## Challenge a
Return the entries below unchanged, beginning at the line that contains "Where can you see the asphalt" and ending after the line that contains "column 332, row 363".

## Text segment

◇ ◇ ◇ ◇ ◇

# Tinsley Marshalling Yard, Sheffield, April 2013



## HughieD (Apr 29, 2013)

Think this is the first time this has been done on here. Here's an abridged version of the history thanks to wikipedia:



> Tinsley Marshalling Yard was a railway marshalling yard, located near Tinsley in Sheffield. It was opened in 1965 and closed in stages from 1985 with the run-down of rail freight in Britain. It also included Tinsley Traction Maintenance Depot (TMD), which was closed in 1998. Tinsley was set up in the mid 60s to serve Sheffield's heavy industries in one large marshalling yard. Freight trains would arrive and thenbe split into new trains for onward departure to other Network yards. Uniquely it featured gravity-assisted shunting and a new computerised system of wagon control. At the time of opening, the yard was handling 3,000 wagons a day. Incoming trains were split in the 11 reception sidings, propelled over the hump in the yard, from where the individual wagons rolled down a slope and were automatically sorted into new trains on the Yard's 50 main sorting sidings. The yard even had its own dedicated class of shunting locomotive (British Rail Class 13) for this purpose as BR's standard class of shunting locomotive was not powerful enough for use in the yard.
> 
> The industrial decline of the 1970s saw a decline in the yard's usage. By the 1980s British Rail was closing its remaining wagon-load freight facilities as being uneconomic and on 17th December 1984 the arrival sidings and hump were closed, the wagon-control system removed and the remaining Class 13s scrapped. In 1985 the by now under-utilised Freight Terminal was damaged by fire and relegated to being a steel-loading facility. The yard connections were relaid to allow easier handling of block-load trains which now dominated rail freight in Britain. By 1995 the decline in British heavy industry meant that this type of traffic had also declined massively, resulting in the closure of the locomotive depot on 27th March 1998. A few years later only the main sorting sidings remained and used to stable steel trains destined for the Sheffield area. The rest of the sidings were used to store surplus rolling stock. In 2007 the remaining sidings were lifted and a new, much smaller yard laid.

◇ ◇ ◇ ◇ ◇

## Challenge b
From the Tinsley yard post, list every number it gives for a count of wagons or sidings, along with what each number counts.

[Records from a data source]
◇ ◇ ◇ ◇ ◇

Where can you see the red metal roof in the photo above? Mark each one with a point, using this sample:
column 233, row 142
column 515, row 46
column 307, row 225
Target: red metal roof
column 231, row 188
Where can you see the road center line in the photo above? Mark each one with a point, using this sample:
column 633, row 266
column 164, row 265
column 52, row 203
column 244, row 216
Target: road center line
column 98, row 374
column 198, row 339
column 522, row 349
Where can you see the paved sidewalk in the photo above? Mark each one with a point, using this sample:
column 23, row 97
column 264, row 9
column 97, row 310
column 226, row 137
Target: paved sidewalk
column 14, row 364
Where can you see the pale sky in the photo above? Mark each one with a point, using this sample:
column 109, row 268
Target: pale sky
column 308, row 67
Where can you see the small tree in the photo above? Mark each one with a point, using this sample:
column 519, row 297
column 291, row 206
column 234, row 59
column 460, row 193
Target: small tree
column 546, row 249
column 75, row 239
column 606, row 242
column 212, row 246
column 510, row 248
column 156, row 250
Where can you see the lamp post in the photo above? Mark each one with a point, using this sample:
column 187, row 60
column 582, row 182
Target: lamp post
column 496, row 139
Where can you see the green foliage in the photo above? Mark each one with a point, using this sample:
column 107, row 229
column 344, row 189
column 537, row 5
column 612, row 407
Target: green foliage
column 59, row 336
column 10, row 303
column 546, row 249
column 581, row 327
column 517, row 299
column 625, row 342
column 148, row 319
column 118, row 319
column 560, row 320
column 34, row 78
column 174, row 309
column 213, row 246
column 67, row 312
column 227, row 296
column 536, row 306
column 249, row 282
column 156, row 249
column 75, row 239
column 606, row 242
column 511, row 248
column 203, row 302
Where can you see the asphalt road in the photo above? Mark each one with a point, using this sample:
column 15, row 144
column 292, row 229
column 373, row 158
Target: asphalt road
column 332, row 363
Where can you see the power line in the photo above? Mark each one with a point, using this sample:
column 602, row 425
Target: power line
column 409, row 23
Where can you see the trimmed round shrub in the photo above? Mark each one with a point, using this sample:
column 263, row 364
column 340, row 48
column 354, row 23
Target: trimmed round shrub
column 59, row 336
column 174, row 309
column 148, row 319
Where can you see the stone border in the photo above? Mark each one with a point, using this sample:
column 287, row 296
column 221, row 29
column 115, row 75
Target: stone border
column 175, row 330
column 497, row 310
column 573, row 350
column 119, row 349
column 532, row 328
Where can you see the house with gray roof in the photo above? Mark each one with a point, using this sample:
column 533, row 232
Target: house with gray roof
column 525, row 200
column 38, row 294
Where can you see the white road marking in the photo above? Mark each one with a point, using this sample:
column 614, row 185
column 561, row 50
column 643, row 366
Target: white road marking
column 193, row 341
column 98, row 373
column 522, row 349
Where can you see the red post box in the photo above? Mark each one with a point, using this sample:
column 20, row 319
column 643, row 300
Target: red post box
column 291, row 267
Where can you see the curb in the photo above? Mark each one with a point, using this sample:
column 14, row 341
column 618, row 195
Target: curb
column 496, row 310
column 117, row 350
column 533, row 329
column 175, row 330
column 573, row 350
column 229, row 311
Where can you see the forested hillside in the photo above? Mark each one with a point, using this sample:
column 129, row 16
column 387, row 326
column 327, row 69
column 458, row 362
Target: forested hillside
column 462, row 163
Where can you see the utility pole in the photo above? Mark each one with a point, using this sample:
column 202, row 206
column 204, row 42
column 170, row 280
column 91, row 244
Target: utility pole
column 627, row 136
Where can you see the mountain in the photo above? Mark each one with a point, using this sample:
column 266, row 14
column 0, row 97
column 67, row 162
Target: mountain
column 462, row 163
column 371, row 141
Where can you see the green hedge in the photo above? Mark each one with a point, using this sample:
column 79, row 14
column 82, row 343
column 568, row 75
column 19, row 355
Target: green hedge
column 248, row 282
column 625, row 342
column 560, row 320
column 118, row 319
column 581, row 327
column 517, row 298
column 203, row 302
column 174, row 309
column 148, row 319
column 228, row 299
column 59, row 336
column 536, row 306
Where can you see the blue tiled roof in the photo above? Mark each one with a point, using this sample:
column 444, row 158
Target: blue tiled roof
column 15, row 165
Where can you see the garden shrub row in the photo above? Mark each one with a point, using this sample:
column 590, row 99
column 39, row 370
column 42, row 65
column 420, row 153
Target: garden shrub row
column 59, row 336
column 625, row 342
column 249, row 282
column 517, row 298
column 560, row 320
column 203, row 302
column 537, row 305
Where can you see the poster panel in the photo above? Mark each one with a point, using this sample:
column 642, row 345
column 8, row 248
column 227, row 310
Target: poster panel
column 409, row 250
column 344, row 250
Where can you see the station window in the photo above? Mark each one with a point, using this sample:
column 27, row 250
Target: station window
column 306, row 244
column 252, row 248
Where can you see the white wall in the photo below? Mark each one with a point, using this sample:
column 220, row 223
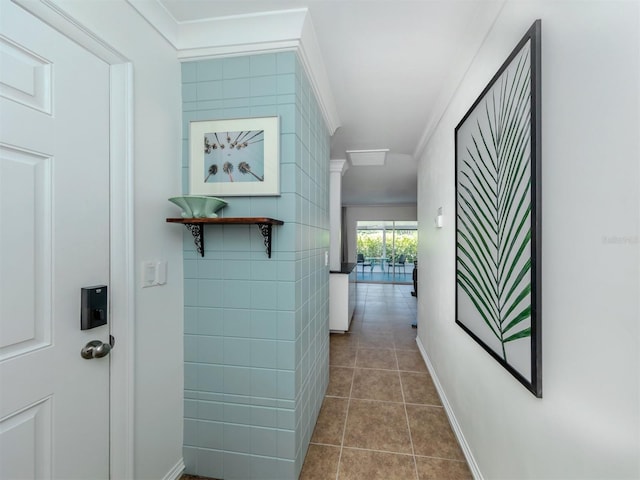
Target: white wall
column 374, row 213
column 587, row 424
column 158, row 310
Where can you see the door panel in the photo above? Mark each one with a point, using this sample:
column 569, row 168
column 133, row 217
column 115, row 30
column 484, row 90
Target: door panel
column 54, row 239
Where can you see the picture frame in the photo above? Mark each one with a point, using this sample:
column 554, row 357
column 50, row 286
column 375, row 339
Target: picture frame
column 498, row 215
column 235, row 157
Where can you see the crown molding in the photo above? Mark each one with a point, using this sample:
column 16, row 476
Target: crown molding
column 278, row 31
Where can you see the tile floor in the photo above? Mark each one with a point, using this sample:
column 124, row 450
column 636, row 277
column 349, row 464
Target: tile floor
column 381, row 417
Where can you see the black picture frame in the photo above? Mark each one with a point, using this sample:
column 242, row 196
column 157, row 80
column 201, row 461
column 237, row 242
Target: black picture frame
column 498, row 215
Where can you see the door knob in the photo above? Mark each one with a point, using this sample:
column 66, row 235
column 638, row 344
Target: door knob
column 95, row 349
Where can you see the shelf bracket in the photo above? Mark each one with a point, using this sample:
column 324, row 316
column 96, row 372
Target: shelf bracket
column 265, row 229
column 196, row 230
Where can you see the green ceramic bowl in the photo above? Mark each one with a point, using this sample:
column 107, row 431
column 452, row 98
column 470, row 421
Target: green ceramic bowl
column 198, row 206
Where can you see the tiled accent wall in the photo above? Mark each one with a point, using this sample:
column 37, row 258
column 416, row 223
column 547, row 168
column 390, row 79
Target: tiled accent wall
column 257, row 328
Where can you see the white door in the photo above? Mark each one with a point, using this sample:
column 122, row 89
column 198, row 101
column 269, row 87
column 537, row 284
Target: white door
column 54, row 239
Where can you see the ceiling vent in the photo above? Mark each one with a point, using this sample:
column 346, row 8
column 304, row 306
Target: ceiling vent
column 367, row 158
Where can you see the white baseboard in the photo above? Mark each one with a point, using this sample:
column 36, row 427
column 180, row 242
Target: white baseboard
column 473, row 466
column 176, row 471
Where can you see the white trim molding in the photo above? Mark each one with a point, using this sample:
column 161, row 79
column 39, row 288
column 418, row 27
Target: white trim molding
column 457, row 430
column 176, row 472
column 265, row 32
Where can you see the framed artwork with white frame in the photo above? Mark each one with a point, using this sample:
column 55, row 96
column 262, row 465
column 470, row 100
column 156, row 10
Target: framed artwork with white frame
column 239, row 157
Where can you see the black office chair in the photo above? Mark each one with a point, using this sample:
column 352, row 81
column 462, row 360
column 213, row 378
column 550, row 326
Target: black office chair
column 400, row 261
column 360, row 261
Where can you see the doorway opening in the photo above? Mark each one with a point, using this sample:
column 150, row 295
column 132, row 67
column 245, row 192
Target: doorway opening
column 386, row 251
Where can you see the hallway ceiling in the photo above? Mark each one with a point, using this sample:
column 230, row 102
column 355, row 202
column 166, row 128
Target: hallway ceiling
column 392, row 66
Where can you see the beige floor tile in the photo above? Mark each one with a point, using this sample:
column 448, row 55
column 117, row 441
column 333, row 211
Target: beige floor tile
column 439, row 469
column 419, row 388
column 382, row 358
column 377, row 426
column 321, row 463
column 342, row 356
column 346, row 339
column 381, row 385
column 431, row 433
column 368, row 465
column 330, row 425
column 410, row 361
column 340, row 379
column 382, row 340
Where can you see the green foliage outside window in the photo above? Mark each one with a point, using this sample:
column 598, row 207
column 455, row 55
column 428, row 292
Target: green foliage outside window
column 369, row 243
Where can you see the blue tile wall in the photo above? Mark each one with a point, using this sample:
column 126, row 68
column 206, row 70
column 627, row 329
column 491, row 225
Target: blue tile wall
column 256, row 332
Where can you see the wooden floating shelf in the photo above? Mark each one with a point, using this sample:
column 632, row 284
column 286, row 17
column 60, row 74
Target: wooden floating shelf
column 196, row 227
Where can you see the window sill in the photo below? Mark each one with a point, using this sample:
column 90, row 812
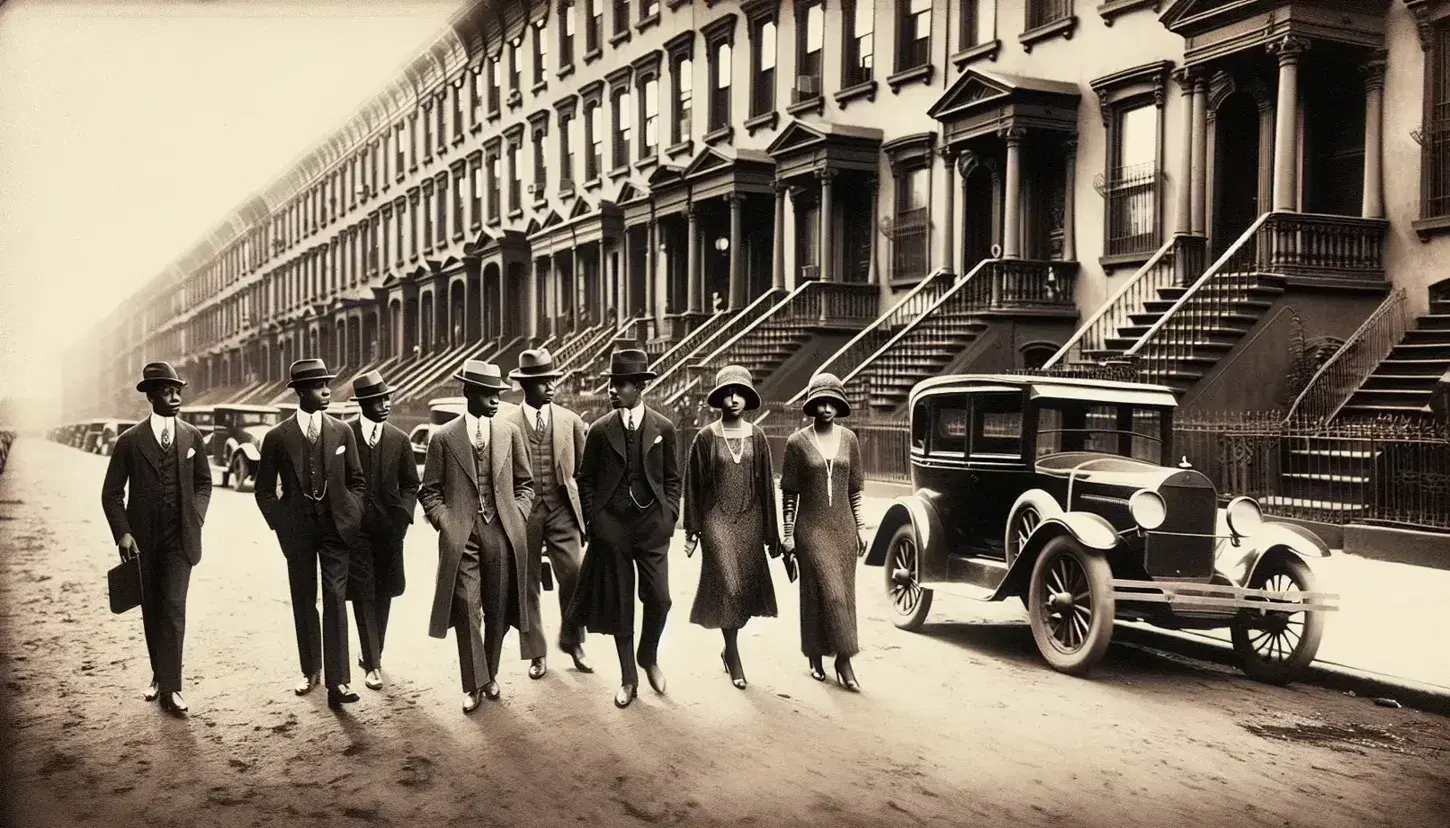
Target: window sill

◇ ◇ ◇ ◇ ◇

## Complete answer a
Where can you see the asphalt road in the photo above? Mark each one with a point, using this sample:
column 15, row 144
column 292, row 229
column 373, row 158
Target: asphalt road
column 332, row 363

## Complete answer b
- 3,000: wagons handled per day when the yard opened
- 11: reception sidings
- 50: main sorting sidings